=== TASK INPUTS ===
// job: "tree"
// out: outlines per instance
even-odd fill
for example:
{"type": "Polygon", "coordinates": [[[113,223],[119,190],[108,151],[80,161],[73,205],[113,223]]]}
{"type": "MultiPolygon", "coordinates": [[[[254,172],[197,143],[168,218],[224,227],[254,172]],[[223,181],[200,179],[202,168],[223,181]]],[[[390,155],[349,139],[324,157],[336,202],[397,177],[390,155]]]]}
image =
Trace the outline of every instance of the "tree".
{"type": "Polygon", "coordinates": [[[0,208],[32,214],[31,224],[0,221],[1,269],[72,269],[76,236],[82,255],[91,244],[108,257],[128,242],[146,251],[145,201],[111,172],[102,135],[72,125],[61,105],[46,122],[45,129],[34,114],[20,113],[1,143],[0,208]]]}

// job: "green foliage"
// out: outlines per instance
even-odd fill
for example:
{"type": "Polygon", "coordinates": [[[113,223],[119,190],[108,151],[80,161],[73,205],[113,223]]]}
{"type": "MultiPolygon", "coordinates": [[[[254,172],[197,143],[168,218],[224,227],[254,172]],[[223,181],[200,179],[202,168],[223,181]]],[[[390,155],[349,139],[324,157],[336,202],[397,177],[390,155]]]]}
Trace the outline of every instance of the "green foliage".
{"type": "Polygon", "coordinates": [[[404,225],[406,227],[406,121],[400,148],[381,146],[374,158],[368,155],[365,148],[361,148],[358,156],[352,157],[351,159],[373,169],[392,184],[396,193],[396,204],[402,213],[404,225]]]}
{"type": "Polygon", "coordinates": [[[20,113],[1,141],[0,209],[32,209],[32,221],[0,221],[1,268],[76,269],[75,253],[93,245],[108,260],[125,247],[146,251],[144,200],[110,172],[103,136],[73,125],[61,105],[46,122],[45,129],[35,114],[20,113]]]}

=== INSTRUCTIONS TO FOLLOW ===
Repeat the material above in full, keeping every word.

=== EXERCISE RESPONSE ===
// job: "tree"
// out: outlines per instance
even-odd fill
for example:
{"type": "Polygon", "coordinates": [[[113,223],[119,190],[108,151],[80,161],[73,205],[113,223]]]}
{"type": "MultiPolygon", "coordinates": [[[[254,172],[197,143],[168,218],[224,227],[254,172]],[[223,181],[200,179],[202,168],[223,181]]],[[[390,155],[349,139],[324,157],[336,202],[397,177],[390,155]]]]}
image =
Trace the outline of every instance of the "tree".
{"type": "Polygon", "coordinates": [[[0,208],[32,214],[31,224],[0,221],[1,269],[72,269],[76,236],[82,255],[91,244],[108,257],[128,242],[146,251],[145,201],[111,172],[102,135],[72,125],[61,105],[46,122],[45,129],[34,114],[20,113],[1,143],[0,208]]]}

// job: "green foliage"
// out: outlines per instance
even-odd fill
for example:
{"type": "Polygon", "coordinates": [[[113,223],[119,190],[108,151],[80,161],[73,205],[113,223]]]}
{"type": "MultiPolygon", "coordinates": [[[[254,172],[197,143],[168,218],[224,227],[254,172]],[[223,181],[200,179],[202,168],[223,181]]],[[[390,155],[349,139],[324,157],[336,202],[397,177],[390,155]]]]}
Trace the outline of every instance of the "green foliage".
{"type": "Polygon", "coordinates": [[[404,225],[406,227],[406,121],[400,148],[381,146],[374,158],[368,155],[365,148],[361,148],[358,156],[352,157],[351,159],[373,169],[392,184],[396,193],[396,204],[402,213],[404,225]]]}
{"type": "Polygon", "coordinates": [[[20,113],[1,141],[0,209],[32,209],[32,221],[0,221],[1,268],[76,269],[75,253],[93,245],[108,260],[125,247],[146,251],[144,200],[110,172],[103,136],[73,125],[61,105],[46,122],[45,129],[35,114],[20,113]]]}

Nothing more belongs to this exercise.